Problem description. Once the pictures have been set aside, copy every remaining entry exactly.

►

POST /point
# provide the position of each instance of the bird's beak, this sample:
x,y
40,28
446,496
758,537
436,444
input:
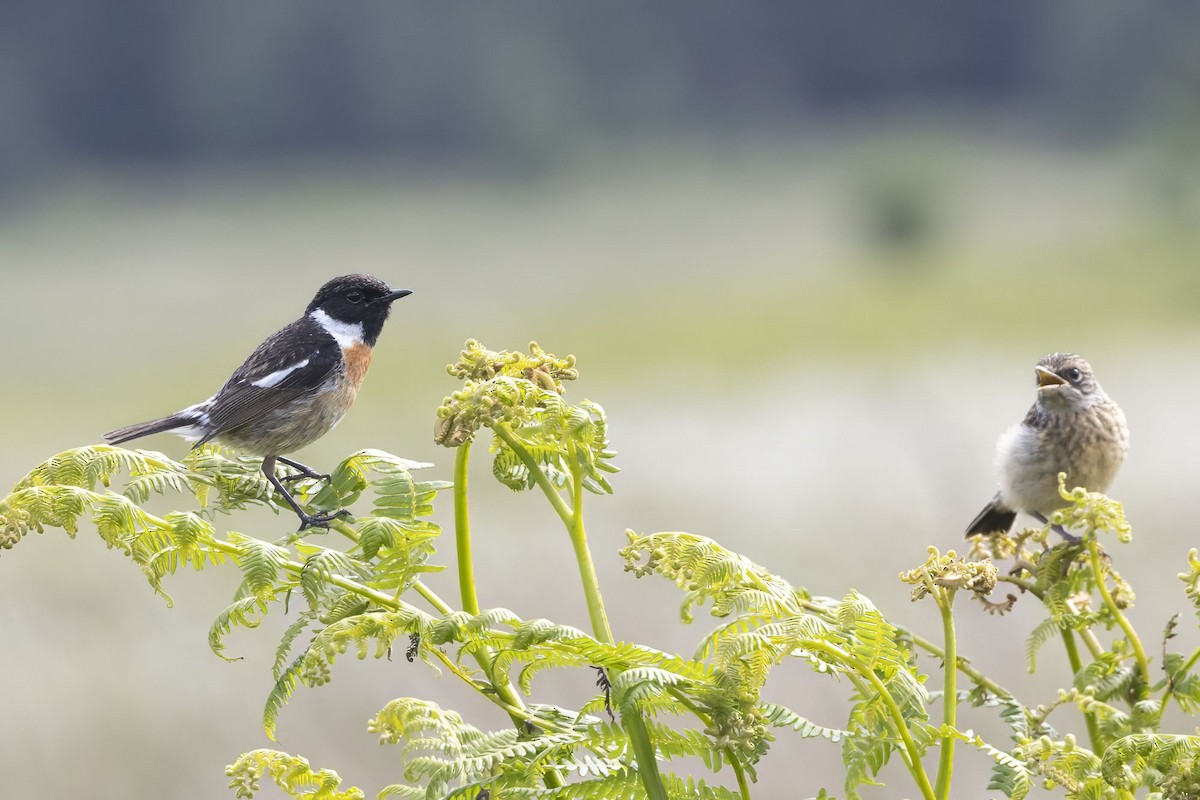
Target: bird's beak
x,y
1047,379
395,295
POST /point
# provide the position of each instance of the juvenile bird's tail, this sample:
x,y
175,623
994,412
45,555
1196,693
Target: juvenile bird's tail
x,y
185,423
995,518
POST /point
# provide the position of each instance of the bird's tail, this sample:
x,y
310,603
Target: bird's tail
x,y
995,518
186,423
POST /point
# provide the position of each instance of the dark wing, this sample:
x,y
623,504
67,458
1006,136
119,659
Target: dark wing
x,y
995,518
291,364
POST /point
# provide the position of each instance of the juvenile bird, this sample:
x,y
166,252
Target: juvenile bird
x,y
293,388
1073,427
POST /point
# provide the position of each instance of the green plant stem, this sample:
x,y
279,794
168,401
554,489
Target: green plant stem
x,y
486,656
1077,665
462,531
735,761
573,518
1093,553
949,695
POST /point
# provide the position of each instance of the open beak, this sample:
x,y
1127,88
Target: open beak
x,y
395,295
1047,379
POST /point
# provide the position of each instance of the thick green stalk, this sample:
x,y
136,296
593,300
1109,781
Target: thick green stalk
x,y
486,656
573,518
1093,553
462,531
1077,665
949,695
735,761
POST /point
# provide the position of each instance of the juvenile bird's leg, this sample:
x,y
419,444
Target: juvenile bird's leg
x,y
301,470
306,519
1059,529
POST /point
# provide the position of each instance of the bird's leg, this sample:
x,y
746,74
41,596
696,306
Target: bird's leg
x,y
306,519
1059,529
301,470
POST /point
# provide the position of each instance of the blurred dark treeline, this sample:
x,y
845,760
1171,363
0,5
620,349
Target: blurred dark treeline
x,y
192,82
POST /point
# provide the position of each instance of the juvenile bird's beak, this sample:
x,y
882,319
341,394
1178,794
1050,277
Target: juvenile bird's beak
x,y
1047,379
395,295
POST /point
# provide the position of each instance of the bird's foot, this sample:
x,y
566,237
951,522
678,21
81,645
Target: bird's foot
x,y
307,473
319,519
301,470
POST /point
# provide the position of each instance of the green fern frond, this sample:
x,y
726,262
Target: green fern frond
x,y
1168,763
381,629
1008,775
292,774
706,571
261,565
784,717
245,612
283,650
238,480
321,565
1042,632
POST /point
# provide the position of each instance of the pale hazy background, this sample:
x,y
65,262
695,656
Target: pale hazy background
x,y
805,253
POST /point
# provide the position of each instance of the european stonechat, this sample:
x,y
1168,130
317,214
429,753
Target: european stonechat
x,y
1073,427
294,386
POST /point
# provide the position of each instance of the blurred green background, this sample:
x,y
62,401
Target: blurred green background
x,y
805,253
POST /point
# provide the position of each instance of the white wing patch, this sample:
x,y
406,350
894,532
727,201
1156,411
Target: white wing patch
x,y
268,382
347,334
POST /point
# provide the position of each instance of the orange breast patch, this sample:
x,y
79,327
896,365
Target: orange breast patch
x,y
358,359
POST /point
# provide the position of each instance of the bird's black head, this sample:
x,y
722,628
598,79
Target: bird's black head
x,y
357,300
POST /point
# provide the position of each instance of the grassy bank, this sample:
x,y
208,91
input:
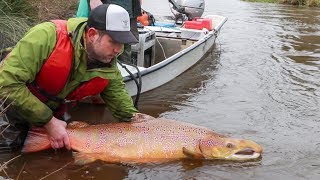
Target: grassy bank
x,y
311,3
17,16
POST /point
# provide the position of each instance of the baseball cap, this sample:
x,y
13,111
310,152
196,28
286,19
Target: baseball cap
x,y
114,20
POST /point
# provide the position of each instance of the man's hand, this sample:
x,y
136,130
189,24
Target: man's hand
x,y
57,133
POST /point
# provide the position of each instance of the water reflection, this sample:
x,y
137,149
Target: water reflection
x,y
264,86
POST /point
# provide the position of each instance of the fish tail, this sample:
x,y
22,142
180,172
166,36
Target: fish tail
x,y
36,140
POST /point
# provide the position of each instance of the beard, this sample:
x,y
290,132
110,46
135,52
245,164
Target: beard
x,y
95,60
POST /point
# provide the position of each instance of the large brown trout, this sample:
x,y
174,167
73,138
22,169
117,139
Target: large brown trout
x,y
146,139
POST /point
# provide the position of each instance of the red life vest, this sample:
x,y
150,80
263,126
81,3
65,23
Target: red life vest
x,y
55,72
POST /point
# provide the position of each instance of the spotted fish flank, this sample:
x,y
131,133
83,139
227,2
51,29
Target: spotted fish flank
x,y
146,139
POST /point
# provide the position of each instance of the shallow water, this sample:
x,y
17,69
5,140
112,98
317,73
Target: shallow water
x,y
260,82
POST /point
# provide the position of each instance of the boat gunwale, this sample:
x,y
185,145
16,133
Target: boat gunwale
x,y
177,55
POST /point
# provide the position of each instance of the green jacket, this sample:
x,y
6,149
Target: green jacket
x,y
24,62
132,6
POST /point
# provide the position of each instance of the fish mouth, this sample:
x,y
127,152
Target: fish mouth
x,y
247,153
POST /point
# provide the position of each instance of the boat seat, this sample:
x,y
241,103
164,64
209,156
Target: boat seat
x,y
130,68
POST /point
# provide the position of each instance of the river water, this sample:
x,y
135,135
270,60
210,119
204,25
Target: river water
x,y
261,82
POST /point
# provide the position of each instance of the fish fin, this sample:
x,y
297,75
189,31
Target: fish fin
x,y
192,154
77,124
83,158
142,117
36,140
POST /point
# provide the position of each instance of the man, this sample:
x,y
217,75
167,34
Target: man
x,y
66,60
134,9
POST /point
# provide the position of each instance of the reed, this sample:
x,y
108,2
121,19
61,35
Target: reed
x,y
15,19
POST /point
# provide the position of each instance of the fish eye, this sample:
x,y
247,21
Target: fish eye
x,y
230,145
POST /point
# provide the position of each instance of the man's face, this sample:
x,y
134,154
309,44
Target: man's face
x,y
101,47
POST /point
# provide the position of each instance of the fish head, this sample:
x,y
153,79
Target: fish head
x,y
216,147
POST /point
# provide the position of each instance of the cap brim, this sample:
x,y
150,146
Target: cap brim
x,y
124,37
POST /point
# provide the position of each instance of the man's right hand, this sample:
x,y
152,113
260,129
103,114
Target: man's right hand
x,y
57,133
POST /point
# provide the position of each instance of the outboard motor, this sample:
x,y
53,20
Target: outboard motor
x,y
190,8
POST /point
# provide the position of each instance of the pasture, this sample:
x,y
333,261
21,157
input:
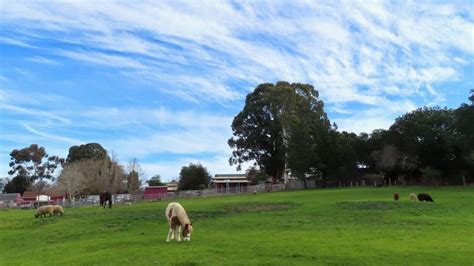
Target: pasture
x,y
325,226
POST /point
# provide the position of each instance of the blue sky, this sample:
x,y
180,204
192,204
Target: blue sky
x,y
161,81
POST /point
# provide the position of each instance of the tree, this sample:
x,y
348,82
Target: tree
x,y
429,135
29,165
193,177
133,176
155,181
72,181
263,130
255,175
91,151
3,182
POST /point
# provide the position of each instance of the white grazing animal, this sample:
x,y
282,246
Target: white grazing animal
x,y
178,220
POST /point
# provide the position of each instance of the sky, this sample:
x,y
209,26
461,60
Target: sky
x,y
161,81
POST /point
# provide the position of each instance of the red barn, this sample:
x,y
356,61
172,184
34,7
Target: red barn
x,y
155,192
230,183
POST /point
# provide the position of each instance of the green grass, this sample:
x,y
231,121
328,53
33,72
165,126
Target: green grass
x,y
330,226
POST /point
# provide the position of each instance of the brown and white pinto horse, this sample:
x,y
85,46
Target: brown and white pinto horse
x,y
178,220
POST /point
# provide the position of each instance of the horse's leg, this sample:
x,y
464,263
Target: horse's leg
x,y
170,235
178,233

◄

Written answer.
POST /point
# provide the position of each instance of the bird's beak, this sample:
x,y
40,28
446,496
758,537
436,444
input:
Target: bird's beak
x,y
1047,379
395,295
POST /point
# provide the position of each instance of the juvenile bird's tail, this sample:
x,y
175,623
994,412
45,555
1196,693
Target: juvenile bird's tail
x,y
185,423
995,518
POST /point
# provide the position of each instance of the bird's tail, this sample:
x,y
310,603
Target: bird's tail
x,y
995,518
186,423
POST /point
# provide the position of each instance of the dark wing, this sample:
x,y
623,504
67,458
1006,136
119,659
Target: dark wing
x,y
995,518
291,364
POST /point
# provide the position of each instance of the juvenile bird, this sample:
x,y
166,252
Target: juvenile bird
x,y
293,388
1073,427
POST /point
# provide the position of each instance of the green plant stem, this sample:
x,y
279,794
168,401
554,489
Target: green plant stem
x,y
486,656
1077,665
462,531
735,761
573,518
1093,553
949,695
POST /point
# provide the position of each instance of the open beak, this sample:
x,y
1127,88
Target: open beak
x,y
395,295
1047,379
POST /point
# provide the position of each instance of the thick green stalk, this sample:
x,y
136,296
593,300
1109,781
Target: thick green stalk
x,y
486,656
573,518
1093,553
462,531
1077,665
949,695
735,761
POST /point
# provide the position of each instance of the juvenile bird's leg, this sample:
x,y
419,444
Target: juvenile bird's leg
x,y
301,470
306,519
1059,529
POST /point
# provide the position of each instance of the bird's leg, this sample:
x,y
746,74
41,596
696,306
Target: bird's leg
x,y
306,519
1059,529
301,470
POST /point
# provide the position of each instance of the blurred dark treeline, this sample:
x,y
845,760
1171,363
0,5
620,349
Target: blurred dark treeline
x,y
192,82
POST /point
# provide the position of each instance of the juvenile bird's beak, this sample:
x,y
882,319
341,394
1178,794
1050,277
Target: juvenile bird's beak
x,y
1047,379
395,295
POST /point
# provide the position of each instance of the bird's foot, this sample:
x,y
566,237
951,522
678,21
81,645
Target: bird's foot
x,y
307,473
319,519
301,470
POST /point
# provide the position of each instance of the green fern frond, this sample:
x,y
726,262
Target: green fern frond
x,y
1168,763
381,629
1008,775
292,774
706,571
261,565
784,717
245,612
283,650
238,480
321,565
1042,632
POST /point
# provide the position of each instance of the pale hazy background, this sample:
x,y
65,262
695,656
Target: pale hazy background
x,y
805,253
POST /point
# provide the position of each instance of the european stonechat, this sample:
x,y
1168,130
317,214
429,753
Target: european stonechat
x,y
1073,427
294,386
POST /point
# provide the position of each instance of the blurred green background, this sample:
x,y
62,401
Target: blurred green background
x,y
805,253
POST /point
# provide the position of each instance of the white wing patch, this sample:
x,y
406,350
894,532
727,201
1156,411
Target: white wing patch
x,y
268,382
347,334
POST /point
# provide the position of each instance of the orange breast patch, this sample:
x,y
79,327
896,365
Target: orange breast patch
x,y
358,359
POST /point
# provide the position of each instance of the bird's black head, this sample:
x,y
722,628
598,79
Target: bird's black head
x,y
357,300
POST /point
# provide the position of each instance of the grassy bank, this sample:
x,y
208,91
input:
Target: grassy bank
x,y
311,3
17,16
POST /point
# provide the position of each instance of the baseball cap, this sample:
x,y
13,111
310,152
196,28
286,19
Target: baseball cap
x,y
114,20
POST /point
# provide the position of each instance of the man's hand, this sample:
x,y
136,130
189,24
Target: man's hand
x,y
57,133
POST /point
# provide the position of each instance of the water reflection, this sample:
x,y
137,149
Target: water reflection
x,y
264,86
POST /point
# provide the position of each instance of the fish tail, this sample:
x,y
22,142
180,172
166,36
Target: fish tail
x,y
36,140
POST /point
# provide the position of each instance of the beard, this sample:
x,y
290,132
110,46
135,52
245,164
Target: beard
x,y
95,60
POST /point
# provide the position of each instance of the large brown trout, this sample:
x,y
174,167
73,138
22,169
117,139
Target: large brown trout
x,y
146,139
POST /point
# provide the position of each instance of the red life vest, this sample:
x,y
150,80
263,126
81,3
65,23
Target: red life vest
x,y
55,72
POST /point
# provide the position of each instance of the spotted fish flank, this sample:
x,y
131,133
83,139
227,2
51,29
Target: spotted fish flank
x,y
146,139
POST /point
# provide the position of each instance of the shallow water, this sample:
x,y
17,69
5,140
112,98
317,73
Target: shallow water
x,y
260,82
POST /point
# provide the position of each instance of the boat gunwale, this sample:
x,y
185,145
16,133
Target: boat gunwale
x,y
177,55
POST /point
# provide the position of each instance of the green jacket, this sample:
x,y
6,149
Target: green jacket
x,y
24,62
132,6
POST /point
# provide the position of each instance of the fish mouth, this sample:
x,y
127,152
Target: fish mouth
x,y
247,153
POST /point
# provide the position of each instance of the boat seat, this sample:
x,y
241,103
164,64
209,156
Target: boat seat
x,y
130,68
POST /point
# provide the position of each instance of the river water, this sample:
x,y
135,135
270,60
210,119
204,25
Target: river water
x,y
261,82
POST /point
# provide the position of each instance of the fish fin, this sample:
x,y
297,75
189,31
Target: fish fin
x,y
192,154
77,124
83,158
142,117
36,140
POST /point
# provide the position of each instance of the man, this sample:
x,y
217,75
167,34
Target: man
x,y
66,60
134,9
POST /point
# provide the position of each instance of the reed, this sample:
x,y
108,2
121,19
61,35
Target: reed
x,y
15,19
POST /point
# provide the position of each instance of the fish eye, this sample:
x,y
247,21
Target: fish eye
x,y
230,145
POST /point
# provide the position of each instance of the man's face, this sample:
x,y
134,154
309,44
Target: man's face
x,y
101,47
POST /point
# provide the position of each instance of the fish head, this sample:
x,y
153,79
Target: fish head
x,y
216,147
POST /point
# provide the position of each instance of the cap brim, this sample:
x,y
150,146
Target: cap brim
x,y
124,37
POST /point
# provide the position of each instance of the man's right hand, this sample:
x,y
152,113
260,129
103,114
Target: man's right hand
x,y
57,133
POST /point
# provide the position of each instance of the outboard motor, this sample:
x,y
53,20
Target: outboard motor
x,y
190,8
POST /point
# provide the position of each instance of the pasture, this sample:
x,y
333,261
21,157
input:
Target: pasture
x,y
325,226
POST /point
# provide the position of each instance of the blue sky, this sample:
x,y
180,204
192,204
Target: blue sky
x,y
161,81
POST /point
# provide the position of each instance of the tree, this sample:
x,y
348,82
Target: tree
x,y
429,135
29,165
193,177
133,176
155,181
72,181
263,130
255,175
91,151
3,182
POST /point
# provide the position of each instance of the white grazing animal, this sample:
x,y
282,246
Target: white grazing animal
x,y
178,220
POST /point
# provide the position of each instance of the sky, this sample:
x,y
209,26
461,60
Target: sky
x,y
161,81
POST /point
# provide the position of each instance of the red barn, this sample:
x,y
356,61
172,184
34,7
Target: red barn
x,y
155,192
230,183
POST /point
# provide the position of each instance of the green grass, this sample:
x,y
231,121
328,53
33,72
165,126
Target: green grass
x,y
330,226
POST /point
# provide the position of each instance of the brown and white pinto horse, this sample:
x,y
85,46
Target: brown and white pinto horse
x,y
178,220
POST /point
# provide the position of each instance of the horse's leg, this sample:
x,y
464,263
Target: horse's leg
x,y
170,235
178,233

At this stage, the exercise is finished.